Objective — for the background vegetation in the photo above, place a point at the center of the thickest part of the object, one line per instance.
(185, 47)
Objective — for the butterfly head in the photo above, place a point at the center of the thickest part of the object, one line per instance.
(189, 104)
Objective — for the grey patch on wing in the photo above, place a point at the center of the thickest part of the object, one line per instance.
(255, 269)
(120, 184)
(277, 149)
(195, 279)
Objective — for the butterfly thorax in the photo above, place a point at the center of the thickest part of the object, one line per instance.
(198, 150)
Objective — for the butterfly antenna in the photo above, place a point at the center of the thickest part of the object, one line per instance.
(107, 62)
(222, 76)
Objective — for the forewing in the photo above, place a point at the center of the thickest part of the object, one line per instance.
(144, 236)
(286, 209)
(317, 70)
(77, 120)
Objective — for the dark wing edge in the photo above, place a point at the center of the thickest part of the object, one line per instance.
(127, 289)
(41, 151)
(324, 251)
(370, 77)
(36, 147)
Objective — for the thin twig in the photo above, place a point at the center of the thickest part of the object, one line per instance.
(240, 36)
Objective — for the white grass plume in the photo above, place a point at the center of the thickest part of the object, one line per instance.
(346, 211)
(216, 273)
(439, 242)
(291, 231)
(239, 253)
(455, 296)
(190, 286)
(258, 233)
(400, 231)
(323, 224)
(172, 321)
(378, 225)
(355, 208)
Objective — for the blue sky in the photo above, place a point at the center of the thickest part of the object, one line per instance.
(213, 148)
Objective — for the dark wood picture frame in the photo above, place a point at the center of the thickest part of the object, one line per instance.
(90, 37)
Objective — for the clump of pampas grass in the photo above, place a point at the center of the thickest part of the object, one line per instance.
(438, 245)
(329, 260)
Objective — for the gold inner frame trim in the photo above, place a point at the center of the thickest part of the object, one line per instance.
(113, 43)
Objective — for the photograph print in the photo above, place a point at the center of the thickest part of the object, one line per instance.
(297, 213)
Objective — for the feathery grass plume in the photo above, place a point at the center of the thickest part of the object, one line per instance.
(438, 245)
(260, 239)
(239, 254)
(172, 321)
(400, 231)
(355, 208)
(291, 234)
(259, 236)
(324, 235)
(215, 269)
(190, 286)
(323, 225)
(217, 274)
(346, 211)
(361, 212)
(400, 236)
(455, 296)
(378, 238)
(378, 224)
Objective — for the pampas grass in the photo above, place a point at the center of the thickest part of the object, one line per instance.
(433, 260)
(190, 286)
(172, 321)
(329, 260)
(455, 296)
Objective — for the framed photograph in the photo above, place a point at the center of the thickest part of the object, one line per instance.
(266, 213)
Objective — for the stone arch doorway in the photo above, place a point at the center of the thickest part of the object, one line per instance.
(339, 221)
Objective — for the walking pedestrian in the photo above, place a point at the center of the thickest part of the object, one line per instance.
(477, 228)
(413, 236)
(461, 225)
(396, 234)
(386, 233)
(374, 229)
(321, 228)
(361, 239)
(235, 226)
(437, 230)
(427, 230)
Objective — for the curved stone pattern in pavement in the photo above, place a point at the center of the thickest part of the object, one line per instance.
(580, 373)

^^^^^^^^

Reproduce the complete data exactly as presented above.

OUTPUT FOR THIS EXERCISE:
Objective — for the background vegetation in the photo above, place a point at the center of the thickest part of the object, one line per instance.
(185, 47)
Objective — for the butterfly head in the photo above, place a point at the center of the thickest part of the object, one line per instance.
(189, 104)
Objective — for the grey patch on wing in the photo above, place a point at the center of the thickest part of the object, one line per instance.
(255, 269)
(120, 184)
(277, 149)
(195, 279)
Objective — for the butterfly thorax in the photo above, place a point at the center of the thickest part of the object, one line per instance.
(198, 150)
Objective — for the butterfly antenna in the photo above, place a point at the center of the thickest part of the object, one line per instance.
(107, 62)
(222, 76)
Objective — for the forewing in the photo above, place a point at the center of the thickest part of the object, one line per instance.
(144, 236)
(286, 209)
(317, 70)
(77, 120)
Objective — for the dark wing edge in the photo above, place a point at the center of the thickest part of the object, one line per instance.
(127, 289)
(41, 151)
(324, 251)
(370, 77)
(36, 147)
Objective — for the thin twig in the photo above, place a point at the center of the thickest part of the object, one line per instance.
(240, 36)
Objective — for the white grass plume in the photo above, place a point at the center of the thickest part of the object, one line per instance.
(346, 211)
(216, 273)
(439, 242)
(291, 231)
(239, 253)
(455, 296)
(190, 286)
(258, 233)
(400, 231)
(323, 224)
(172, 321)
(378, 225)
(355, 208)
Objective — for the blue sky in the photo above, place a point at the center of the thickest part of the object, one line per instance.
(213, 148)
Objective — for the dark wood picture frame in the photo above, place a point at the center of the thickest part of the object, one line per instance.
(90, 37)
Objective — for the clump of pampas grass in the photo above, place a point at the center of the thickest part of the object, one line per instance.
(438, 245)
(329, 260)
Objective — for the gold inner frame trim in the photo above, place a point at the center of the thickest part of the object, one line per instance.
(113, 43)
Objective — for the photograph print in the photo above, place a point at the center of the thickest part of the object, one line per instance.
(297, 213)
Objective — for the feathery grass plume in the photo above, place a point at the center of the thickest part of the object, one line per instance.
(438, 245)
(260, 239)
(239, 254)
(172, 321)
(400, 231)
(355, 208)
(291, 234)
(259, 236)
(324, 235)
(215, 269)
(190, 286)
(323, 225)
(217, 274)
(346, 211)
(361, 212)
(400, 236)
(455, 296)
(378, 238)
(378, 224)
Objective — for the pampas grass in the photo above, place a point at the center of the thickest part of the object, one line per instance.
(433, 260)
(190, 286)
(172, 321)
(329, 260)
(455, 296)
Objective — for the framed photograph in the photo above, place a point at the center of the thickest part of the object, one line per instance.
(266, 213)
Objective — for the stone arch doorway in the photo above, place a point at the center of the thickest part of the object, one line per instance.
(339, 221)
Objective — for the walking pedestrian in the photo above, place a point at the center of the thickest part of the object, one line per instance.
(477, 228)
(413, 236)
(461, 225)
(396, 234)
(386, 233)
(374, 229)
(321, 228)
(361, 239)
(235, 226)
(437, 230)
(427, 230)
Objective — for the curved stone pattern in pavement in the photo above, place a point at the center of the thickest part of the object, one line per instance.
(580, 373)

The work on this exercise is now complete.